Data rows:
* * *

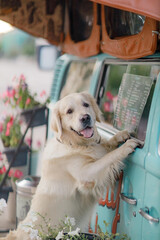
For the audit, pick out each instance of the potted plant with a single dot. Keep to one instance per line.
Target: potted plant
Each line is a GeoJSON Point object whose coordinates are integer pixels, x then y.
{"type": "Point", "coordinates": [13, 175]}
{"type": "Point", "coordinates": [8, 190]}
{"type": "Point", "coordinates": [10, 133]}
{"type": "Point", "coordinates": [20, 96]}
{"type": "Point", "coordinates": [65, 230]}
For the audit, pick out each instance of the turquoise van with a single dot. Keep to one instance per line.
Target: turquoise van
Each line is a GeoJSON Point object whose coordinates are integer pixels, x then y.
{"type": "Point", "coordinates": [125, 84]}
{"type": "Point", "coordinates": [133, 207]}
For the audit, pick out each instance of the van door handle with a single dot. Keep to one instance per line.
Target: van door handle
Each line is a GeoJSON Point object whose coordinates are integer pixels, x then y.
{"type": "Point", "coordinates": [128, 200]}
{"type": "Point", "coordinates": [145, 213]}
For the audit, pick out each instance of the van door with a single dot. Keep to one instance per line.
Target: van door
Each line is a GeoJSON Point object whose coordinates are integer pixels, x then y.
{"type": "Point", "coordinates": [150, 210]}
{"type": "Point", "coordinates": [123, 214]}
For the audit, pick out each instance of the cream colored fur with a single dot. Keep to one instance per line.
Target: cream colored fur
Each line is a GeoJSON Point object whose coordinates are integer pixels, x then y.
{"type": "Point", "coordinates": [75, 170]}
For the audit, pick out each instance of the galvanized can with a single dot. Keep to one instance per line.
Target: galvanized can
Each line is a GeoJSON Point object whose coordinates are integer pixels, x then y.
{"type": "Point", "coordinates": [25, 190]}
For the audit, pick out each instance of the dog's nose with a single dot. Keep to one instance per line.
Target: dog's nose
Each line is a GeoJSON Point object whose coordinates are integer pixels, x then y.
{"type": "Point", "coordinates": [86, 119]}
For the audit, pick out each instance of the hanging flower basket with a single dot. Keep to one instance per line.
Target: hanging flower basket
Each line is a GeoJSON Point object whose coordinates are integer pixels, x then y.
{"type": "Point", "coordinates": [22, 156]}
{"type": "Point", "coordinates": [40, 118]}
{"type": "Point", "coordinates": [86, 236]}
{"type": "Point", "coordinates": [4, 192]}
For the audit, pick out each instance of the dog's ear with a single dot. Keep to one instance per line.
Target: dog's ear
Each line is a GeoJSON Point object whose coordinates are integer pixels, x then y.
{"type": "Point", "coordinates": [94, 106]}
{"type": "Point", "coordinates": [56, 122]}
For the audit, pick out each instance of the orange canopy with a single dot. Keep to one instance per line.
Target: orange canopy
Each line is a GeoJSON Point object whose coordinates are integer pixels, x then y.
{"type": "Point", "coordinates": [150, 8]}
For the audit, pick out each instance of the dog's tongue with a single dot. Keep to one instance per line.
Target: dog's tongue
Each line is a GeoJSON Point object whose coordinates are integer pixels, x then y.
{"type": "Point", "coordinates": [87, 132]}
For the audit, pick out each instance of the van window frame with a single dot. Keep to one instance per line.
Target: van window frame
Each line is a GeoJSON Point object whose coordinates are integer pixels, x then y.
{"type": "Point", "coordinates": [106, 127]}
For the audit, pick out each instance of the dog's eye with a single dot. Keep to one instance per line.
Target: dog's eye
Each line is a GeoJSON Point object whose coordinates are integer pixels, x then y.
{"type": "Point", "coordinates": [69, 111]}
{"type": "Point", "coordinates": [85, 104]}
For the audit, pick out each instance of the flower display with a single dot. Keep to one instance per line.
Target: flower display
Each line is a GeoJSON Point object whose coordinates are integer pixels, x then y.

* * *

To do: Retype all of the data above word for word, leaving out the pictures.

The completed task:
For the audit, pick out each instance of the potted plant with a single dot. Keep to one instance per line.
Target: potted plant
Each line is a GeoJSON Point object whose coordinates are integer pixels, x then y.
{"type": "Point", "coordinates": [13, 175]}
{"type": "Point", "coordinates": [8, 190]}
{"type": "Point", "coordinates": [10, 133]}
{"type": "Point", "coordinates": [20, 96]}
{"type": "Point", "coordinates": [65, 230]}
For the audit, pick out each instance of the turquoise van with a single dot. Keep to one instance per line.
Target: turquoise van
Each line is a GeoJSON Point object whose coordinates are integer pixels, x then y.
{"type": "Point", "coordinates": [125, 84]}
{"type": "Point", "coordinates": [133, 207]}
For the audit, pick out each instance of the van door handle with a single dot. Keep to one instance per line.
Target: van door handle
Each line is a GeoJSON Point object whose coordinates are integer pixels, x then y.
{"type": "Point", "coordinates": [128, 200]}
{"type": "Point", "coordinates": [145, 213]}
For the audit, pick out each instance of the van door with a single dot. Keep to one instance per line.
Target: van door
Each line is a GeoJSON Point object whose coordinates are integer pixels, x then y.
{"type": "Point", "coordinates": [150, 210]}
{"type": "Point", "coordinates": [123, 214]}
For the audit, pick out each instance of the cream colored fur with a single dot. Keep to one instance per line.
Target: cream colored fur
Each line is a GeoJSON Point object whose coordinates are integer pixels, x then y.
{"type": "Point", "coordinates": [75, 170]}
For the audit, pick out each instance of the galvanized can with a single dot. Keep to one instance per line.
Target: galvanized can
Each line is a GeoJSON Point object whose coordinates are integer pixels, x then y.
{"type": "Point", "coordinates": [25, 190]}
For the audit, pick out each instance of the dog's nose with a single dot. Keep to one instance per line.
Target: dog's nose
Each line is a GeoJSON Point object whose coordinates are integer pixels, x then y.
{"type": "Point", "coordinates": [86, 119]}
For the audit, pick out each instance of the hanging flower basket with a single dot. Keep to one instance per line.
Target: hanging flower basket
Each line is a GeoJSON Point object whose coordinates are integer pixels, x then y.
{"type": "Point", "coordinates": [22, 156]}
{"type": "Point", "coordinates": [40, 118]}
{"type": "Point", "coordinates": [86, 236]}
{"type": "Point", "coordinates": [4, 192]}
For the audit, pick out each instance of the dog's ear with a single dot. Keep to one instance per line.
Target: dog's ear
Each line is a GeoJSON Point object whose coordinates are integer pixels, x then y.
{"type": "Point", "coordinates": [94, 106]}
{"type": "Point", "coordinates": [56, 122]}
For the audit, pick out each instance of the orange canopy with a single dot. Keep to one instance per line.
Target: orange canopy
Each line is a GeoJSON Point object whose coordinates are integer pixels, x then y.
{"type": "Point", "coordinates": [150, 8]}
For the audit, pick out each instance of the dog's tongue with a single dot. Keep to one instance per line.
Target: dog's tongue
Each line is a GeoJSON Point object whose coordinates are integer pixels, x then y.
{"type": "Point", "coordinates": [87, 132]}
For the audit, pick out each instance of the van window frame with a single dot. Keep to one instance per line.
Target: van window frame
Each line is a GeoJSON Point object whose coordinates are integer pixels, x then y.
{"type": "Point", "coordinates": [106, 127]}
For the audit, pick out each instance of the dog's eye with a single dot. Keep to one instance per line.
Target: dog's eye
Each line is a GeoJSON Point object whose coordinates are integer pixels, x then y.
{"type": "Point", "coordinates": [69, 111]}
{"type": "Point", "coordinates": [85, 104]}
For the audit, pick out each instance of the flower display with a single dot. Keep to one instance per line.
Target: flower display
Each line is a GeoJSON Point object whose coordinates are integer pixels, x then y.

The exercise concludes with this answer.